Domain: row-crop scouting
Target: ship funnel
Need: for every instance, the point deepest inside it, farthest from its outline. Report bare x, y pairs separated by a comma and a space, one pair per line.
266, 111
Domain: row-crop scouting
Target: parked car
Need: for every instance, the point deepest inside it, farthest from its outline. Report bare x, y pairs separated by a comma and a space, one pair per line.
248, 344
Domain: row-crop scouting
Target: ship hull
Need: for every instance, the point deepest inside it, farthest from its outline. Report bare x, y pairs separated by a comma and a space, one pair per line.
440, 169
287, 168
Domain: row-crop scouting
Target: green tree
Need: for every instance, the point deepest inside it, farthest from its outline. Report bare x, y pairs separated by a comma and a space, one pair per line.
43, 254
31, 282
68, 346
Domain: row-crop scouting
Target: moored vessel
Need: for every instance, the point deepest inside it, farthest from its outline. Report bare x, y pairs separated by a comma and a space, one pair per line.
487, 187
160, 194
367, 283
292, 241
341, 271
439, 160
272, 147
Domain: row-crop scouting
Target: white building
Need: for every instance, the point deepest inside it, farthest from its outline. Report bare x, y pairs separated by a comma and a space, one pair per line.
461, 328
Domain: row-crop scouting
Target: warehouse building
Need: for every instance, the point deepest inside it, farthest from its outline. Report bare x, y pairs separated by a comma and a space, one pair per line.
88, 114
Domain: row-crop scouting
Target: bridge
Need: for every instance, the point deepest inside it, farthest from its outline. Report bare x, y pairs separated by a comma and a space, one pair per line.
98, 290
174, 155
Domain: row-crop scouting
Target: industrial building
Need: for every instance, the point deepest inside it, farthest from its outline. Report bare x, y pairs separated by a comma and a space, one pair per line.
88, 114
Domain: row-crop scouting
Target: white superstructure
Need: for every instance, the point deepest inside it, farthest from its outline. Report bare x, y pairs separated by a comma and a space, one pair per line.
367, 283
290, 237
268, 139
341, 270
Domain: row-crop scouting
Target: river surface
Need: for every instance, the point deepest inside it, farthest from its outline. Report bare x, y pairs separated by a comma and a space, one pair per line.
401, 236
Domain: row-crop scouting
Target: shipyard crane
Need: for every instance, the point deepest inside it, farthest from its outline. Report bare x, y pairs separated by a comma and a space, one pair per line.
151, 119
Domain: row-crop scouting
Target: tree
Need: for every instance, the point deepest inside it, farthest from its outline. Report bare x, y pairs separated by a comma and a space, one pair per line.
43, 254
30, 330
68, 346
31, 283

____

WRITTEN INSTRUCTION:
Write out every line of the material again, exactly as it reads.

RESPONSE BELOW:
Domain: row-crop scouting
Target: ship funnel
Need: for every instance, the point deepest inside it, farthest from its outline. Report bare x, y pairs separated by a comma and a space, one pair per line.
266, 111
Domain: row-crop scouting
Target: parked car
Need: for every instance, the point deepest inside it, farthest from its outline. Report bare x, y pairs separated by a comma and a space, one pair per line.
248, 344
Domain: row-crop scouting
Target: ship hull
Need: for every instance, the point deepest inside it, farthest from its outline. Report bare x, y pairs separated by a comma and a space, one pair per line.
440, 169
287, 168
Domain: row-crop scouting
Target: green tree
Need: for every instance, the point deepest inside it, farthest from its outline. Report bare x, y pairs separated by a comma and a space, one pair per line.
43, 254
31, 282
68, 346
Domain: row-crop scouting
Target: moored vessel
Need: for every instance, the point deepest inside it, farthest from its outline. Report bare x, y pairs separated by a comma and a space, one pair per line.
487, 187
160, 194
367, 283
292, 241
341, 271
439, 160
272, 147
Domain: row-crop scouting
Target: white building
Need: for every instance, the point deepest inside it, farthest from its outline. Report bare x, y pairs separated by a comma and a space, one pair per line.
461, 328
Domain: row-crop scouting
Target: warehouse building
Need: for every instance, the point deepest inside it, farthest from its outline. Report bare x, y pairs separated by a comma and a space, one pair per line.
88, 114
Domain: row-crop scouting
Target: bridge
Need: for every instance, the point deepest inside it, farthest from its outline. Report bare x, y pairs separated by a comma and a space, one pair per line.
98, 290
174, 155
Domain: row-crop scouting
Target: industrial building
Need: for every instance, the point deepest inside it, farthest from its outline. Report bare x, y pairs separated by a comma and a space, one pair per line.
88, 114
Domain: row-crop scouting
Target: white superstructure
Need: for every instance, the point deepest inside it, farthest from its outline. Report bare x, y pairs separated by a comma and a space, one pair per line.
367, 283
290, 237
268, 139
341, 270
Domain: row-crop scouting
Target: river surface
Need: for every instance, the point deepest inside it, farthest from its outline. Report bare x, y pairs separated by a comma and a space, one pair per line.
401, 236
Domain: row-crop scouting
Target: shipyard crane
Need: for every instance, the point deepest inside it, farthest from its outline. Report bare x, y pairs separated by a comma and a space, one pair per line.
151, 119
Domain: row-crop scouting
Target: tree
Need: for every instance, the point deepest inside it, farthest from its outline. Report bare x, y pairs separated by a comma and a space, one pair per line.
43, 254
30, 330
68, 346
31, 283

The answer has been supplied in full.